▶ _Texto de lectura_:
National Pastime: How Americans Play Baseball and the
Rest of the World Plays Soccer
(Pasatiempo nacional: por qué los estadounidenses juegan al béisbol
y el resto del mundo al fútbol)

Stefan Szymanski y Andrew Zimbalist, 267 págs.,
Brookings Institution Press
Washington, EE UU, 2005 (en inglés)

Llega el último minuto de la prórroga en el partido final de
la Copa del Mundo y un delantero que cojea marca el gol de la victoria. ¿Hay
algo más importante en el fútbol? Aunque parezca extraño,
sí. Hay algo mucho más importante que la más épica
de las victorias. Se trata de una dimensión espiritual que ha hecho
del fútbol el deporte planetario y lo ha convertido en metáfora
de un determinado modelo de globalización. El béisbol carece
de esa dimensión y por ello goza de la condición de anomalía:
se trata del único producto que Estados Unidos no ha conseguido exportar
más allá de su periferia caribeña.

El espíritu del fútbol no está en el juego ni en las
reglas, sino en el sistema de competición. El mejor equipo gana y el
peor desciende a la categoría inferior, sustituido por alguien que empuja
con fuerza desde abajo. Ese sistema permite que el más humilde club
del barrio más remoto pueda soñar con enfrentarse en cuestión
de pocos años al Real Madrid o al Milan. ¿Una tontería?
Todo lo contrario. El mecanismo de promociones y descensos es la clave de un
deporte que dejó hace tiempo de ser un juego y hoy sostiene, gracias
a su colosal audiencia, la expansión de los imperios multimedia.

Dos economistas, Stefan Szymanski y Andrew Zimbalist, han estudiado la paradójica
historia del béisbol y el fútbol, dos deportes nacidos en la
segunda mitad del siglo XIX cuyo desarrollo discurrió en paralelo hasta
que fue necesario organizarlos en algún tipo de competición.
La primera paradoja se produjo entonces. La sociedad estadounidense, forjada
sobre las bases de la libertad y la libre competencia, creó un monopolio
con el objetivo primordial de generar dinero para los propietarios de los equipos.
La sociedad victoriana, paradigma del clasismo y el inmovilismo, inventó en
cambio una competición abierta que se sometía al dictado de un
organismo burocrático (la federación), condenaba a los clubes
al endeudamiento y favorecía tan sólo, en último extremo,
a los aficionados.

▶ _Actividades_:
**A.** Enumera todos los rasgos que el texto atribuye a la competición que inventó la sociedad victoriana.
**B.** Copia sin cambios el fragmento del texto que va de "Dos economistas, Stefan" a "de los equipos.".
Trabaja solo con el texto, sin consultar otras fuentes.

▶ _Material recopilado_:
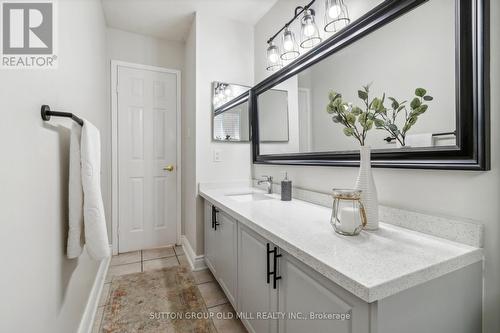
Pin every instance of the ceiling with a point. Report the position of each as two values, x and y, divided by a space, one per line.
171 19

▶ _Soluciones_:
**A.**
- Era una competición abierta.
- Se sometía al dictado de un organismo burocrático (la federación).
- Condenaba a los clubes al endeudamiento.
- Favorecía tan sólo, en último extremo, a los aficionados.

**B.**
Dos economistas, Stefan Szymanski y Andrew Zimbalist, han estudiado la paradójica
historia del béisbol y el fútbol, dos deportes nacidos en la
segunda mitad del siglo XIX cuyo desarrollo discurrió en paralelo hasta
que fue necesario organizarlos en algún tipo de competición.
La primera paradoja se produjo entonces. La sociedad estadounidense, forjada
sobre las bases de la libertad y la libre competencia, creó un monopolio
con el objetivo primordial de generar dinero para los propietarios de los equipos.